Work instructions:
Reproduce the records below word for word, leaving the pictures out of your copy.

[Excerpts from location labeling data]
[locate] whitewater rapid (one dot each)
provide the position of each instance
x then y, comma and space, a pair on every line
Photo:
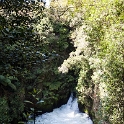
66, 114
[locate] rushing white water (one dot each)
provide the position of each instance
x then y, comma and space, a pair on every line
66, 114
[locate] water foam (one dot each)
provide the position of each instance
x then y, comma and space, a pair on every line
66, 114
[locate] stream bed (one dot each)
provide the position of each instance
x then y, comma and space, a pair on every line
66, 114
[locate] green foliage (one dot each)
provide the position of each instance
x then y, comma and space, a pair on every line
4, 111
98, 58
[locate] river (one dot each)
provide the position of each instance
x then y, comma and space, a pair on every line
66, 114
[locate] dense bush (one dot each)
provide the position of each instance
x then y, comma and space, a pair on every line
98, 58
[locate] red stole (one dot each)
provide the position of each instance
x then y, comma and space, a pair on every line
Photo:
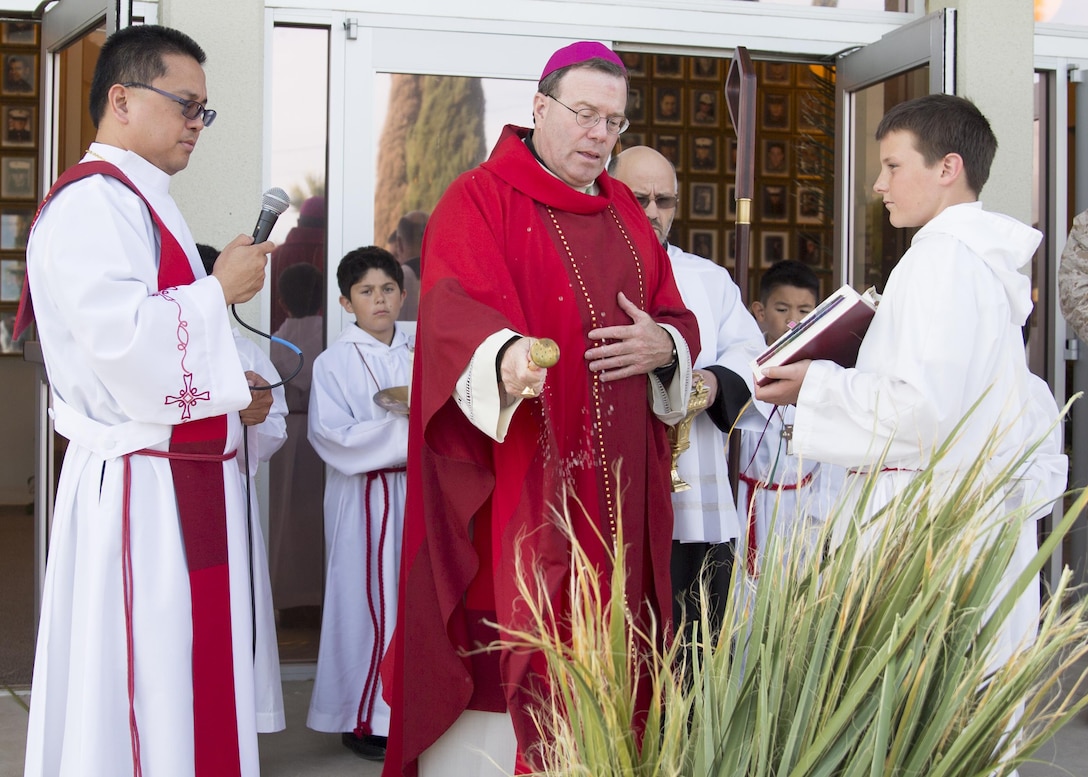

Answer:
[locate] whitewater rapid (one dot each)
provide the position of each instance
x then y, comma and space, a pair on every line
Photo:
66, 114
[locate] rushing white water (one dot each)
provide the position of each instance
x then y, comma and space, a pair on every line
66, 114
[locate] water foam (one dot each)
provide the position of each instance
x then y, comma and space, a pair on every line
66, 114
[locate] stream bed (one dot each)
provide the position of each instance
x then y, comma and space, a pair on every line
66, 114
[locate] green foliage (one dot each)
provide the position of each instance
x then y, comma and space, a pair on every line
4, 111
98, 58
[locate] river (one dot each)
provide the position of each instance
x then y, comma and space, a pair on every line
66, 114
[locate] dense bush (one dot each)
provide the position of each instance
x then y, comma and space, a pair on every line
98, 58
[locate] red stole (one dot each)
provide the position of each instance
x then y, comma and space, a pair on every line
Photo:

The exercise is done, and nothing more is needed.